DOCUMENT SECTION:
-*-

I am a writer/editor, educator, and arts and humanities project manager, approaching my work across disciplines with an embodied sensibility.
As a writer and editor, I’m invested in projects that explore and interrogate links between artmaking, place, embodiment, labor, and access and accessibility.
Beyond criticism and reporting, I provide descriptive and promotional copywriting and editing, as well as grant writing and management, for arts and cultural organizations, educational institutions, and independent practitioners and businesses. I enjoy collaborating with choreographers and performance and media artists to offer research and dramaturgical consulting as well as embedded criticism and documentary writing. I’m particularly interested in experimental documentary, publishing, and archival methods for ephemeral artmaking.
Currently, I work on grants connected to community-engaged and public programs — with a particular focus on arts education — at The Cooper Union. From 2022-24, I managed editorial and communications projects at the John Hope Franklin Humanities Institute, strategizing novel storytelling methods to increase and broaden engagement with humanities research and pedagogy in a shifting academic and cultural landscape. In recent years, I worked in two other capacities within Duke University: with the Master of Fine Arts in Dance: Embodied Interdisciplinary Praxis, where I advised and supported graduate students, coordinated co-curricular dance programming, and worked toward building a debt-free graduate program, and for three years between Duke Performances and Duke Arts, where I devised artist-in-residence programs in collaboration with artists, public educators, arts and culture workers, and university students, staff, and faculty. I also managed all of Duke Performances’ major dance projects, including a multi-year institutional collaboration with the American Ballet Theatre and simultaneous yearlong series Ballet Futures, which set out to probe and reimagine the art form’s pasts, presents, and possibilities.

-*-

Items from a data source
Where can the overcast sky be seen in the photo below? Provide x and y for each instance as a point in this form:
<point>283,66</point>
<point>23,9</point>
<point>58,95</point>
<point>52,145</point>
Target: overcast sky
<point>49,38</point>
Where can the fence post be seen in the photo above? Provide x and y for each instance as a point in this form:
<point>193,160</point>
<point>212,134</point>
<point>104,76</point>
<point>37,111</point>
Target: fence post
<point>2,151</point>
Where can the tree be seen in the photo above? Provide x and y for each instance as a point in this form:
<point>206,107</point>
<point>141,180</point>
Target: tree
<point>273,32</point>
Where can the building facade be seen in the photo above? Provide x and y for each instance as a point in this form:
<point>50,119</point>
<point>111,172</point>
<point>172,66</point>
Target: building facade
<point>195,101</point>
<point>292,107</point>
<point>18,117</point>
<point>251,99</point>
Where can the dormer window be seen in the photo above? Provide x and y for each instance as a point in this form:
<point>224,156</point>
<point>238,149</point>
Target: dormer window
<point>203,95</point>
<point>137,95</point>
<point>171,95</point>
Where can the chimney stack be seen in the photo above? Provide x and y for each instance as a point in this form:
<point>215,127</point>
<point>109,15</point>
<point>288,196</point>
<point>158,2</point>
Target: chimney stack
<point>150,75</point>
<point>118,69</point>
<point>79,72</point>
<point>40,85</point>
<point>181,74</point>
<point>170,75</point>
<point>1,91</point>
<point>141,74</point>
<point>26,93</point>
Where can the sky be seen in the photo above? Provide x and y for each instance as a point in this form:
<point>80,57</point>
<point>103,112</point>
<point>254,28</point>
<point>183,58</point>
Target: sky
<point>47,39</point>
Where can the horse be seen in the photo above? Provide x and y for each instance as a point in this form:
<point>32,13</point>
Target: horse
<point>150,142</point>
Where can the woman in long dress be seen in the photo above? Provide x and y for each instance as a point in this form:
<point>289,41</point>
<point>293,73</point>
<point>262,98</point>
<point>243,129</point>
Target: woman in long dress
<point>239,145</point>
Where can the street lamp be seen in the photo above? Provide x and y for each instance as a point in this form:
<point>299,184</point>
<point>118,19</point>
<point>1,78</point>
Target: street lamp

-*-

ASSIGNED TASK A: Copy the professional biography from "As a writer" to "access and accessibility.", switching "embodiment" to "movement".
ASSIGNED TASK B:
Answer these questions from the professional biography:
(i) At which institution does the writer currently work on grants?
(ii) During which years did the writer manage editorial and communications projects at the John Hope Franklin Humanities Institute?
(iii) Which company was part of a multi-year institutional collaboration with Duke Performances?
ASSIGNED TASK C: Write the next part of the professional biography, picking up after its final sentence.
The records have no connection to the text.

ANSWER SPACE A:
As a writer and editor, I’m invested in projects that explore and interrogate links between artmaking, place, movement, labor, and access and accessibility.

ANSWER SPACE B:
(i) The Cooper Union
(ii) 2022-24
(iii) The American Ballet Theatre

ANSWER SPACE C:
I’ve previously taught, mentored, and designed performing arts, documentary studies, and humanities curricula for undergraduate and high school students; programmed public film and writing series; reported on immigration, austerity, and independent arts spaces in Dublin, Ireland; and worked in editorial and communications capacities in academic publishing.
Long-term, I am researching the histories, pedagogies, and site-specificities of dance at Black Mountain College; organizing for Medicare for All; and learning Irish. I’ve spent most of my life in and around central North Carolina and now live in Jackson Heights in Queens, New York.